• [Exercise directions] Reproduce in full every line of the data between the lines holding "Target: rear window of car" and "[(420, 251), (216, 248)]", inclusive, and shift each x and y coordinate in the bracketed point lists up by 74.

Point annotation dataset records
--*--

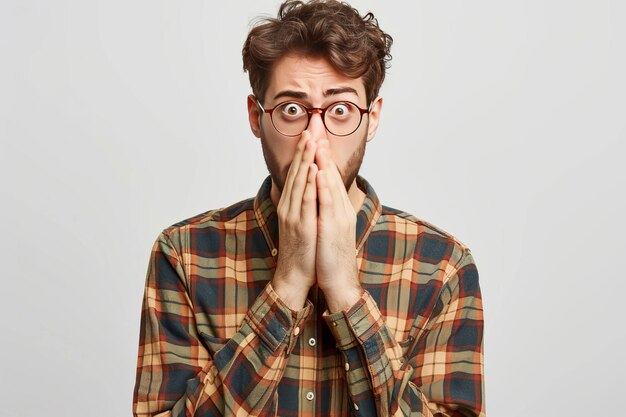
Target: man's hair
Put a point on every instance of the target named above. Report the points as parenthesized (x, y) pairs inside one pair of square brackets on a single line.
[(355, 46)]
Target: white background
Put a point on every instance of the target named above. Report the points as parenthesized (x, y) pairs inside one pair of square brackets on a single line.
[(503, 123)]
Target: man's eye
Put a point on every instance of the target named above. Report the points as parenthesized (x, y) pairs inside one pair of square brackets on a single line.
[(292, 109), (340, 109)]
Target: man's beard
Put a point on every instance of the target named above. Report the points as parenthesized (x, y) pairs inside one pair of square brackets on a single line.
[(348, 173)]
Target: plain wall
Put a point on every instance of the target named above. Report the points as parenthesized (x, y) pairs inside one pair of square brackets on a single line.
[(503, 123)]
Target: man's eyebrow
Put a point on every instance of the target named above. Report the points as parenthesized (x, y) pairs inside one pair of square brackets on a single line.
[(335, 91), (292, 94), (302, 95)]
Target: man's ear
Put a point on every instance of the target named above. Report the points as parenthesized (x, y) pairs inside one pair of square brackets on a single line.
[(374, 117), (254, 116)]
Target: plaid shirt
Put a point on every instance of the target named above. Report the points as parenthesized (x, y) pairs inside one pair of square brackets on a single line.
[(216, 340)]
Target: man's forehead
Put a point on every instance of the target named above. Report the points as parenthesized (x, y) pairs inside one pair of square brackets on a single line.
[(307, 77)]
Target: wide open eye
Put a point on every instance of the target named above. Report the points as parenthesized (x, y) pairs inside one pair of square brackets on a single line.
[(341, 110), (291, 110)]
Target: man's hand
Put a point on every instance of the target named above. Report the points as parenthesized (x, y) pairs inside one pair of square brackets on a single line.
[(297, 227), (337, 274)]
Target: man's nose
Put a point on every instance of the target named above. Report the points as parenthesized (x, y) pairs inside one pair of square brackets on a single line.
[(316, 126)]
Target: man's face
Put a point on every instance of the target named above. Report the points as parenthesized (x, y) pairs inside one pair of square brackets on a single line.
[(313, 82)]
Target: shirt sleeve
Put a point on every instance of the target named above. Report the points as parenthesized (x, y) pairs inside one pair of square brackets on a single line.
[(176, 374), (442, 372)]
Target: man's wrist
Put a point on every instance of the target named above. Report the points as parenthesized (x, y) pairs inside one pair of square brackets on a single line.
[(294, 296), (341, 298)]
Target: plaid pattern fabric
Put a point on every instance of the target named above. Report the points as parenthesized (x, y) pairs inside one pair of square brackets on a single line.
[(215, 339)]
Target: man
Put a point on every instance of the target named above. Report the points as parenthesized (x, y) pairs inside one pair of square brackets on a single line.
[(311, 298)]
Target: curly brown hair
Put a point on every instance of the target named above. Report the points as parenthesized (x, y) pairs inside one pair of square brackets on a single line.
[(353, 44)]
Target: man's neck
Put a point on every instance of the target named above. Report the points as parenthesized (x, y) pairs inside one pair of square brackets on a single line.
[(356, 196)]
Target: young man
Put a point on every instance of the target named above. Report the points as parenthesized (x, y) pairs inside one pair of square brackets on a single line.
[(311, 298)]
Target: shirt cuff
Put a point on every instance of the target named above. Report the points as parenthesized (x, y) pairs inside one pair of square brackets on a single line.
[(274, 322), (356, 324)]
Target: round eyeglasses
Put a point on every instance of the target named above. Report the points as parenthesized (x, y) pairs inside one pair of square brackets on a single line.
[(291, 118)]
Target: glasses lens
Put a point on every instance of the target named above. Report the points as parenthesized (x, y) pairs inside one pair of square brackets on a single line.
[(290, 118), (342, 118)]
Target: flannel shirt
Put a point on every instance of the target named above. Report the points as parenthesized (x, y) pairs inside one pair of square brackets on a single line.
[(216, 340)]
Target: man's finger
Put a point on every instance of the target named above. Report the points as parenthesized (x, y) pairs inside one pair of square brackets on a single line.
[(300, 179), (293, 168), (309, 198), (332, 177)]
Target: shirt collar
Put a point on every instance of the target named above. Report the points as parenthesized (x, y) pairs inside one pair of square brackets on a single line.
[(266, 216)]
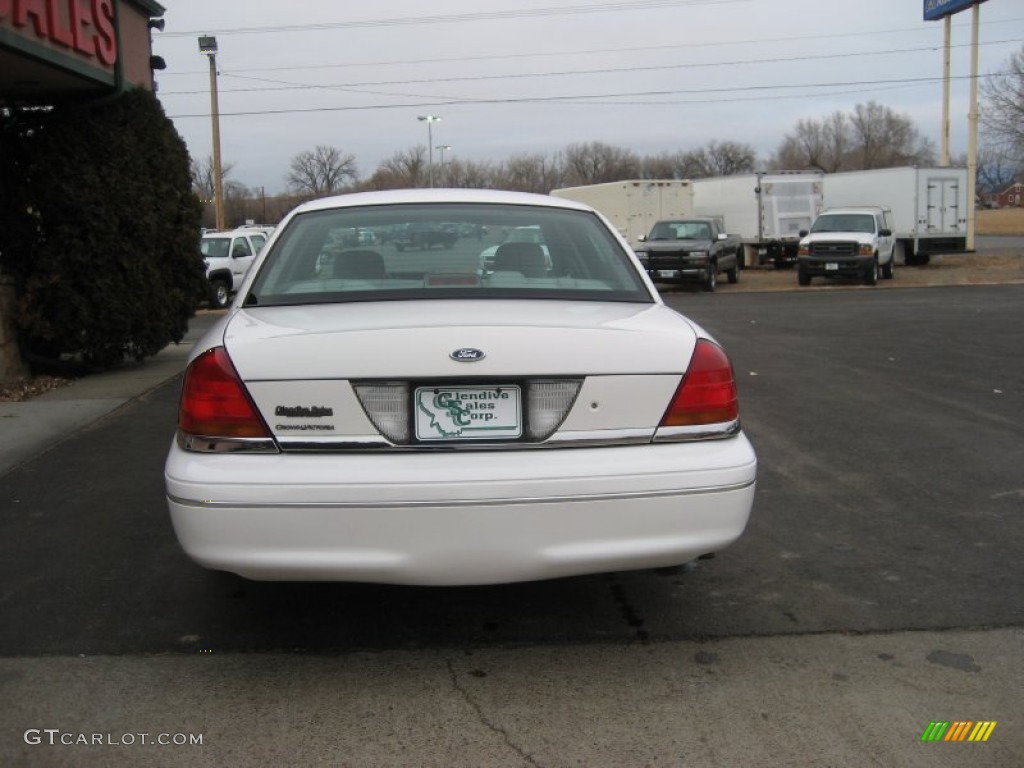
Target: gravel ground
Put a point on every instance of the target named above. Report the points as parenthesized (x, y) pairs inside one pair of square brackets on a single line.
[(987, 267)]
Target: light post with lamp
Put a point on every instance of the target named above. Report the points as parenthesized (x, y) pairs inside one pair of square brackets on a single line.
[(443, 148), (430, 120), (208, 46)]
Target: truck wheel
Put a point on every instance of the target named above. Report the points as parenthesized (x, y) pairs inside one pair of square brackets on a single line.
[(887, 269), (711, 278), (220, 293), (871, 273)]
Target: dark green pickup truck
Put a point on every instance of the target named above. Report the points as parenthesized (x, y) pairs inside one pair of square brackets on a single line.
[(677, 250)]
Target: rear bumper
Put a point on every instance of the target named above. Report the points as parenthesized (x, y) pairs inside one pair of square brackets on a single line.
[(453, 518), (845, 266)]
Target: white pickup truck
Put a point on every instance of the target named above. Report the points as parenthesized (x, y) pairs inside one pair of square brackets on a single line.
[(228, 256), (847, 243)]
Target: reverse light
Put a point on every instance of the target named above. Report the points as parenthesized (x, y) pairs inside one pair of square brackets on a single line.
[(705, 403), (215, 412)]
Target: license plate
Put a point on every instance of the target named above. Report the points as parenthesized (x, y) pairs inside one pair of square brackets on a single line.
[(468, 413)]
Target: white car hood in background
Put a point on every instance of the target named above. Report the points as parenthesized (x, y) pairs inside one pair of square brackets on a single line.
[(406, 339)]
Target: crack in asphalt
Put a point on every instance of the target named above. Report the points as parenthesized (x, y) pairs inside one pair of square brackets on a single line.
[(484, 720)]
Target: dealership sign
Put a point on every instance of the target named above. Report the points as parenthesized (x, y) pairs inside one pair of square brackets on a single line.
[(935, 9), (85, 31)]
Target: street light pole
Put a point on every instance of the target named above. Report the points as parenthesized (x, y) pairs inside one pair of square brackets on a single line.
[(430, 120), (208, 46), (443, 148)]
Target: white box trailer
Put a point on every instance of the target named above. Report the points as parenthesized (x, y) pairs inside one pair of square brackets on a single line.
[(635, 205), (929, 206), (766, 209)]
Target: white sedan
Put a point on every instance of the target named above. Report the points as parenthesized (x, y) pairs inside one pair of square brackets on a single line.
[(418, 422)]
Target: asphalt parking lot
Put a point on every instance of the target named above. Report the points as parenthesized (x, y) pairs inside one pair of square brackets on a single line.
[(877, 589)]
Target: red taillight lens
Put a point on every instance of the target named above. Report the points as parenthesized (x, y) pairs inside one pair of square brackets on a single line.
[(708, 392), (214, 403)]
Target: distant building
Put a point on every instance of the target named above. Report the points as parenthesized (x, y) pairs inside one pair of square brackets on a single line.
[(1012, 197)]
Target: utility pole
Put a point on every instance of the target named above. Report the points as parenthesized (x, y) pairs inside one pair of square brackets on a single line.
[(208, 46)]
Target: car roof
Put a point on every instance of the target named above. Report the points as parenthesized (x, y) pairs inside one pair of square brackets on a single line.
[(404, 197)]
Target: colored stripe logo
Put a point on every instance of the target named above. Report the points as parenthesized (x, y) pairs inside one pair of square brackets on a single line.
[(958, 730)]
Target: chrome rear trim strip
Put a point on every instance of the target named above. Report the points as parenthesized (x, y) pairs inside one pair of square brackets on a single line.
[(209, 504)]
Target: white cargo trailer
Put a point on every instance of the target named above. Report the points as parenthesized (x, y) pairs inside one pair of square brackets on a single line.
[(635, 205), (766, 209), (929, 206)]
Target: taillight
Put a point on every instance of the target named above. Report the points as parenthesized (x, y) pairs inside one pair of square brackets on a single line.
[(214, 402), (708, 392)]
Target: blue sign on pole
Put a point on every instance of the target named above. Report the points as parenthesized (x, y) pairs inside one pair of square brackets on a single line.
[(936, 9)]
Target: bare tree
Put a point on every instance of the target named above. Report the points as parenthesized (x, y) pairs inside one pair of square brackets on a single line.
[(871, 136), (884, 139), (721, 159), (596, 162), (536, 173), (322, 171), (1003, 113), (403, 169), (467, 174), (202, 173), (996, 169), (816, 145)]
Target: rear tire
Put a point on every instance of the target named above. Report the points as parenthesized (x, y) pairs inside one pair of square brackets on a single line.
[(711, 279), (887, 269), (220, 294), (871, 273)]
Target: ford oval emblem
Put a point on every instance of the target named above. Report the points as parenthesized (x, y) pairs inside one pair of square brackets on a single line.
[(467, 354)]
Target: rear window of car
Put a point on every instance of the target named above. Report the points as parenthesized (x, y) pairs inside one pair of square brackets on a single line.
[(420, 251), (216, 248)]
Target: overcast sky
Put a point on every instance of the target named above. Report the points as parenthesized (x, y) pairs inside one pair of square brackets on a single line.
[(512, 77)]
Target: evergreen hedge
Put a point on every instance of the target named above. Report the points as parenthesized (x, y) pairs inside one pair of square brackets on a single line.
[(98, 229)]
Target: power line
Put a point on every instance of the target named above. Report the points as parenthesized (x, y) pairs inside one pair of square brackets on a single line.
[(586, 51), (584, 98), (563, 10), (566, 73)]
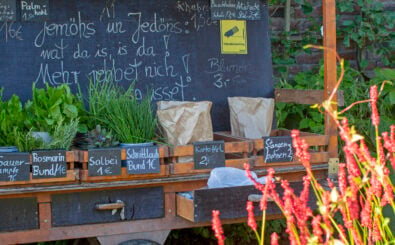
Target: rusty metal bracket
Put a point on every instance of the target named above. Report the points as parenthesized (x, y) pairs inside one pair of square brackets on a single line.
[(333, 168)]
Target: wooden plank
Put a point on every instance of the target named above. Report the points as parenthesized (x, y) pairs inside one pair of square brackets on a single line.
[(18, 214), (330, 70), (79, 208), (231, 201), (164, 172), (185, 208), (71, 176), (174, 183), (303, 96), (316, 157)]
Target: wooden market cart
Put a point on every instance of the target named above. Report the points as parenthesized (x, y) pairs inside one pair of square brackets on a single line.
[(102, 208)]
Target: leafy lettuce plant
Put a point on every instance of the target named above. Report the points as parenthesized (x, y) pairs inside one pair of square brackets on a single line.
[(12, 117), (52, 105)]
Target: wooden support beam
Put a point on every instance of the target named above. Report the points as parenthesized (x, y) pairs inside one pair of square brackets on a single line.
[(330, 69)]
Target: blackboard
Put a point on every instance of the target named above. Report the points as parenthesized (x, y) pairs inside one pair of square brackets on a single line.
[(14, 166), (7, 10), (173, 45), (142, 159), (209, 154), (104, 162), (34, 10), (235, 9), (277, 149), (49, 164)]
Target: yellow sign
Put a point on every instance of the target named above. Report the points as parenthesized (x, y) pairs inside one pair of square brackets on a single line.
[(233, 37)]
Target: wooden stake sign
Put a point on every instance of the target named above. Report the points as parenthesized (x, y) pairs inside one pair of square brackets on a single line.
[(49, 164), (209, 154), (277, 149), (104, 162), (14, 166), (7, 10), (142, 159), (34, 10)]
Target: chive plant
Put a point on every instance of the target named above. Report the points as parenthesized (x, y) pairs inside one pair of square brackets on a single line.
[(131, 120)]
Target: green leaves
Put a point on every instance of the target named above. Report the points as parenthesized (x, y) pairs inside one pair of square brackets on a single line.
[(50, 106)]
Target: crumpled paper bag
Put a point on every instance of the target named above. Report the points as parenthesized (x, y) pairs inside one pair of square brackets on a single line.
[(251, 118), (185, 122)]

--*--

• [Output]
Target: rear window of car
Put a point on every instance of the target named above. Report the points as parenthesized (x, y) pairs inside one pair of square brackets on a single line.
[(494, 325), (290, 322)]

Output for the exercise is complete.